▶ _Voci archiviate_:
»»

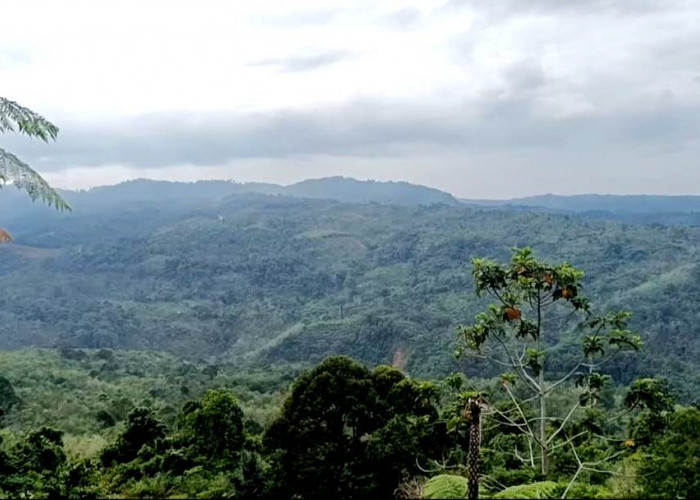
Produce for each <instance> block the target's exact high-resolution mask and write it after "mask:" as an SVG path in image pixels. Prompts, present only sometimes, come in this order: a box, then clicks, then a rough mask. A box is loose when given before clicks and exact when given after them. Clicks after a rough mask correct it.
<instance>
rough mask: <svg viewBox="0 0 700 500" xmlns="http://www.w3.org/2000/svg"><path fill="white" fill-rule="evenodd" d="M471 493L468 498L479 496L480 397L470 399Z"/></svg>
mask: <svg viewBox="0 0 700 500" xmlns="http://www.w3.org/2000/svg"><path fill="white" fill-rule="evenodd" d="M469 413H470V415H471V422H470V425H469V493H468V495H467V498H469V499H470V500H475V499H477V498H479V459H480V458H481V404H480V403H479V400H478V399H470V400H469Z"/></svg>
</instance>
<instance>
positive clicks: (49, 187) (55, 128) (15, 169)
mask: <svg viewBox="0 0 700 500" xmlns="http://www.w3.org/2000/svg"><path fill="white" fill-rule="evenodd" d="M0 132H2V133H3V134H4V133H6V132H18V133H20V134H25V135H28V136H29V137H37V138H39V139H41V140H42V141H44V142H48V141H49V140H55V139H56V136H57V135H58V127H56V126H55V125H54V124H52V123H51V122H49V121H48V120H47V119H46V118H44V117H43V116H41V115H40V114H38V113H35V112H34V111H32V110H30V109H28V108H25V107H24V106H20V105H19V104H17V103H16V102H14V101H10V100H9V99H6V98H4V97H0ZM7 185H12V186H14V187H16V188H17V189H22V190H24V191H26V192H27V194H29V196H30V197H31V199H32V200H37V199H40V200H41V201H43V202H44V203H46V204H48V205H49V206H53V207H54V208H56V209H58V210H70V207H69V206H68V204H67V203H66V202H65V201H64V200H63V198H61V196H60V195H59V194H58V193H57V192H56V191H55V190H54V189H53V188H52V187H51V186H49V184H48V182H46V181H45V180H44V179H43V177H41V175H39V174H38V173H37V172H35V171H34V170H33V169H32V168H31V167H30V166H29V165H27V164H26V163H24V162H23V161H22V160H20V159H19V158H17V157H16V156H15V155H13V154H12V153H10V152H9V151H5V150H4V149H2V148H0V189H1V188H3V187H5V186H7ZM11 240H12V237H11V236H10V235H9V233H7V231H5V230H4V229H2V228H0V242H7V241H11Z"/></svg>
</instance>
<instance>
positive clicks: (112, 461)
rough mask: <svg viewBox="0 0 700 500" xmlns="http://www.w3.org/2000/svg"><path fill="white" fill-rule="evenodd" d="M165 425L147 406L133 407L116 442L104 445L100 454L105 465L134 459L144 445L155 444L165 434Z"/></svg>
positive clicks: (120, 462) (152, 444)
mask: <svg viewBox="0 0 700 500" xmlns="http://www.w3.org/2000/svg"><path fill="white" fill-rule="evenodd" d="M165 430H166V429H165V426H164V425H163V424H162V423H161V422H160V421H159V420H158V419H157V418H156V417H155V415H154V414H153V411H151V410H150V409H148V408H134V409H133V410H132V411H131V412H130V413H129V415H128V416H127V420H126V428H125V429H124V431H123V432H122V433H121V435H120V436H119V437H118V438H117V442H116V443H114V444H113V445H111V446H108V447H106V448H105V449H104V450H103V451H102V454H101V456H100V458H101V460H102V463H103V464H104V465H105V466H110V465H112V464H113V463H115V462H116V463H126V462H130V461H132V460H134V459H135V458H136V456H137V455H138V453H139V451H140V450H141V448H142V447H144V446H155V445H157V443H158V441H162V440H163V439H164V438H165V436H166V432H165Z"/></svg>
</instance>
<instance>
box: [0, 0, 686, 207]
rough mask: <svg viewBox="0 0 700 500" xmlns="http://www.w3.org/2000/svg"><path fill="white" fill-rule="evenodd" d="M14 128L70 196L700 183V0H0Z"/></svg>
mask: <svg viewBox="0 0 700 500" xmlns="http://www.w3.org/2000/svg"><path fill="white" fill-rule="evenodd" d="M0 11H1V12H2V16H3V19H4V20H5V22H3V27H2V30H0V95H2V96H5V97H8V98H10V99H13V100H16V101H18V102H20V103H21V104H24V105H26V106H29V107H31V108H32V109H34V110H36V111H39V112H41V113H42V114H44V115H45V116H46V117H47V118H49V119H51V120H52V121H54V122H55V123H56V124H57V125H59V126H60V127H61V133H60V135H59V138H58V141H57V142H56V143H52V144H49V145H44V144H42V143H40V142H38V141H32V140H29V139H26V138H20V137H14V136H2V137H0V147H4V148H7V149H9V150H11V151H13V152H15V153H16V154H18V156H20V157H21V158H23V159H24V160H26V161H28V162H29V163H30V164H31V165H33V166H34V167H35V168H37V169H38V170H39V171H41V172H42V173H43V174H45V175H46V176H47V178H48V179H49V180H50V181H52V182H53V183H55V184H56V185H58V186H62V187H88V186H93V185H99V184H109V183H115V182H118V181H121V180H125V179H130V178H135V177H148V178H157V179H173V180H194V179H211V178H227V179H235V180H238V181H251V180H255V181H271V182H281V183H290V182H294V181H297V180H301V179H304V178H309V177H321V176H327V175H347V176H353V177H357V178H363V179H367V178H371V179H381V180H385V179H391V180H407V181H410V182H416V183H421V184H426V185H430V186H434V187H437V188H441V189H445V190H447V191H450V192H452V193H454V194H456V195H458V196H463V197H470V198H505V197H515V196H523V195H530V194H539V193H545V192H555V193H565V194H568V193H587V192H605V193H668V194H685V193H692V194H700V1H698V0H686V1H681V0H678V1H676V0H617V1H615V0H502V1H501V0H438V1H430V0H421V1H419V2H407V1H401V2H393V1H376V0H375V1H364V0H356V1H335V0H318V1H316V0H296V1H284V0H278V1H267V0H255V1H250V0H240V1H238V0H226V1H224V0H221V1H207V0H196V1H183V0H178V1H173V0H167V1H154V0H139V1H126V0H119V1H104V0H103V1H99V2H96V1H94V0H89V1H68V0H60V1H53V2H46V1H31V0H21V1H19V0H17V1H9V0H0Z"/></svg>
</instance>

««

▶ _COMPITO_:
Individua e copia ogni riga delle voci qui sopra che contiene la stringa "clicks". Maiuscole e minuscole contano.

▶ _RISPOSTA_:
Produce for each <instance> block the target's exact high-resolution mask and write it after "mask:" as an SVG path in image pixels. Prompts, present only sometimes, come in this order: a box, then clicks, then a rough mask. A box is loose when given before clicks and exact when given after them. Clicks after a rough mask correct it.
positive clicks: (49, 187) (55, 128) (15, 169)
positive clicks: (112, 461)
positive clicks: (120, 462) (152, 444)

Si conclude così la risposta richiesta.